You mean to say that deliberate anti-epistemology, which combines dehumanization with anthropomorphism, turns out to be bad?
I do quite agree on the “the best jargon is self explanatory” thing, just noting that it’s often fairly hard. (I’m interested if you have alternate suggestions for demon thread, although fwiw I find “unholy thread” a bit more intuitive than ‘uphill battle in snow’, since there’s a lot of reasons something might be like an uphill battle in snow, and one feature of the demon thread is ‘everyone is being subtly warped into more aggressive, hostile versions of themselves’. I agree that connotation still pretty culture dependent though)
“Uphill battle” is a standard English idiom, such idioms are often fairly nonsensical if you think about them hard enough (e.g, “have your cake and eat it too”), but they get a free pass because everyone knows what they mean.
See that’s obvious in your mind, but I don’t think it’s obvious to others from the phrase ‘demon thread’. In fact, hearing it put like that the name suddenly makes much more sense! However, it would never be apparent to me from hearing the phrase. I would go for something like “Escalation Spiral” or “Reciprocal Misperception” or perhaps “Retaliation Bias”.
One thing I like to do before I pick a phrase in this vein, is take the most likely candidates and do a survey with people I know where I ask them, before they know anything else, what they think when they hear the phrase. That’s often steered me away from things I thought conveyed the concept well but actually didn’t.
Flame war. Don’t invent new words ;-)
It’s importantly different from a flame war – flame war implies things are already gone to hell, and people are all-out hostile at each other.
Escalation Spiral feels closest to what I was aiming for there (although it still feels a bit off to me, or at least I feel like I have a harder time using it in sentences for some reason. It felt kind of important to have the word “thread” in there, or to refer more directly to a forum discussion in some way)
The key point of a demon thread/escalation spiral/whatever is that it means things are subtly but noticeably bending towards confusion and hostility, even when everyone is well intentioned and on the same side, and you can see it happening in advance but it’s still real hard to do anything about.
If your product has subtle differences from existing products, that’s not a benefit. To buyers it’s a cost, and your product is supposed to have some benefit that compensates for that cost. For new words, that benefit is usually clarity, but the words “demon thread” are the opposite of clarity.
Is “escalation spiral” opposite of clarity?

######

> _What you need to do_:
**a)** Rewrite the forum exchange about naming from "If your product" up to and including "opposite of clarity?", substituting "precision" for "clarity".
**b)** Proceed with the forum exchange about naming the "demon thread" idea, picking up after its final line.
The rows have no connection to the forum exchange.

Spatial annotation rows
######

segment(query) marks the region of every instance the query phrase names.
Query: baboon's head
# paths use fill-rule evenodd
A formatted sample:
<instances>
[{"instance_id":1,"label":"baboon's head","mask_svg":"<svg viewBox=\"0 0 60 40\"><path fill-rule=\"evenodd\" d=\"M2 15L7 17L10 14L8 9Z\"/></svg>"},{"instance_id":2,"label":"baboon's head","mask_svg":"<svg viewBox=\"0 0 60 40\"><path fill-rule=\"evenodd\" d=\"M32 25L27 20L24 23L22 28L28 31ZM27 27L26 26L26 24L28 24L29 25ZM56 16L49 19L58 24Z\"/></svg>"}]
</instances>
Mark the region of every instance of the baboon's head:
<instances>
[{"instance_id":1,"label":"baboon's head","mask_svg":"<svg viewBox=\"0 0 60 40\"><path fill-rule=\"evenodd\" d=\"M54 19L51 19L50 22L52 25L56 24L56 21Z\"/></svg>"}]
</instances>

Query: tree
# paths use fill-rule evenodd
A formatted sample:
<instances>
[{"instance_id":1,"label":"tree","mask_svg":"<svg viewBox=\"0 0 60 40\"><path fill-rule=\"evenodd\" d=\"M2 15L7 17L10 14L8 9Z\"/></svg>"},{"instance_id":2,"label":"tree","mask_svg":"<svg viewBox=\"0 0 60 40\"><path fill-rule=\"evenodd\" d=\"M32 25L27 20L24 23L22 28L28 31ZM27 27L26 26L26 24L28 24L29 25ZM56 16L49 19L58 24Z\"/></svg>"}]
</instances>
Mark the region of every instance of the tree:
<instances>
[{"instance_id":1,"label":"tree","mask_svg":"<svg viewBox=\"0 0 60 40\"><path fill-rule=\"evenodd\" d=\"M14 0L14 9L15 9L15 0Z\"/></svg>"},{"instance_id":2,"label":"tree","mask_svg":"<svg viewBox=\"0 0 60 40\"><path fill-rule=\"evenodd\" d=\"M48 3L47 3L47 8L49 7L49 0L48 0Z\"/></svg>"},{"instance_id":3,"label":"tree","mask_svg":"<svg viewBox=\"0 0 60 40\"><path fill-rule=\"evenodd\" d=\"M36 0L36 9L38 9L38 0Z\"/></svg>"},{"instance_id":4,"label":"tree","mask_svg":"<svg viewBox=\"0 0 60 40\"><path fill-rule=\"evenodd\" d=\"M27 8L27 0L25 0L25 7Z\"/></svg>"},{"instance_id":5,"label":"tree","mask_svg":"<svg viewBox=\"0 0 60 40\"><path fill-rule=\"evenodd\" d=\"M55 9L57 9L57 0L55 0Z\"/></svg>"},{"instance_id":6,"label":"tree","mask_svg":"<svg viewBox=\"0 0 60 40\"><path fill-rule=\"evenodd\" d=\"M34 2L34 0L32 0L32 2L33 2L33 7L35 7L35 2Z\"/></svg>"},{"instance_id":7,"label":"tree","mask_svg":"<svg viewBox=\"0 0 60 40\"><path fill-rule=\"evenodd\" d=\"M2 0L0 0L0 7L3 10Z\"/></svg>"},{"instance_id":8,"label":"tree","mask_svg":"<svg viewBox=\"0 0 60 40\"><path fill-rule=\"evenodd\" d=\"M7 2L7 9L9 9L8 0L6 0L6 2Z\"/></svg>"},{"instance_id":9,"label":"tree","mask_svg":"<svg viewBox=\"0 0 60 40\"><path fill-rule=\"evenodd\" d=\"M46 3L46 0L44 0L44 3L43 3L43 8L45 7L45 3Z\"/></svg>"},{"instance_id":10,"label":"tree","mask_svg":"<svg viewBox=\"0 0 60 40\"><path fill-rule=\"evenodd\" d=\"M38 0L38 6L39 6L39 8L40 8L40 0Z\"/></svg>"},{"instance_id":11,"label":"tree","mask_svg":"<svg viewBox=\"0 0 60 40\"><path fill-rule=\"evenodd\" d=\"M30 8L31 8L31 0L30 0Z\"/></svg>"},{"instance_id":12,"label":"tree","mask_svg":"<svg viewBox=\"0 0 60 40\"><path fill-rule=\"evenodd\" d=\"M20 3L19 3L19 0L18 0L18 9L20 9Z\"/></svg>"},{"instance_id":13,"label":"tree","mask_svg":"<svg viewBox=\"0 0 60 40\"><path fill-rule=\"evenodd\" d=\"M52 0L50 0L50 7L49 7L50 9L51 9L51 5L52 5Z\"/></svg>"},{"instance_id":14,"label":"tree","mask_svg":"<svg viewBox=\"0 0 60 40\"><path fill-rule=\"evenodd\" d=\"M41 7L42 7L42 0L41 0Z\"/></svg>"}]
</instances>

######

> _Results in order_:
**a)**
If your product has subtle differences from existing products, that’s not a benefit. To buyers it’s a cost, and your product is supposed to have some benefit that compensates for that cost. For new words, that benefit is usually precision, but the words “demon thread” are the opposite of precision.
Is “escalation spiral” opposite of precision?

**b)**
The whole point of jargon is to point to fine distinctions in things IMO
(not defending “demon thread” as a term, just the necessity of having a phrase for that concept. If I imagine calling a given LW demon thread a “flame war” I imagine people being like ’huh? it’s not a flame war?”)
Not objecting to the concept—having more concepts is good. But I think if you want to contribute to language, concepts are less than half of the work. Most of the work is finding the right words and making them work well with other words. Here’s a programming analogy: if you come up with a cool new algorithm and want to add it to a system that already has a billion lines of code, most of your effort should be spent on integrating with the system. Otherwise the whole system becomes crap over time. That’s how I think about these things: coining an ugly new word is affixing an ugly shed to the cathedral of language.
Still curious if “escalation spiral” feels more or less clear.
Also wanted to flag that I think your most recent argument seems quite different from your initial one (i.e. “flame war. don’t invent new words.”)
“Escalation spiral” is mixing two spatial metaphors, both far removed from the thing we’re talking about. That’s too abstract for me: being in a bad online argument doesn’t feel like walking up a spiral staircase. I prefer words that say how I feel about the thing—something like “quarreling”, “petty disagreement”, or “argumentative black hole”.
And for several months before writing the demon thread post, the entire ontology of how I thought about online discussion depended heavily on the demon-thread concept (which I still think is quite important). So, whenever I’d explain why I thought a given interaction was going poorly or how to improve it, I’d first have to explain a bunch of relevant concepts about the ontology, which made it harder to have a conversation.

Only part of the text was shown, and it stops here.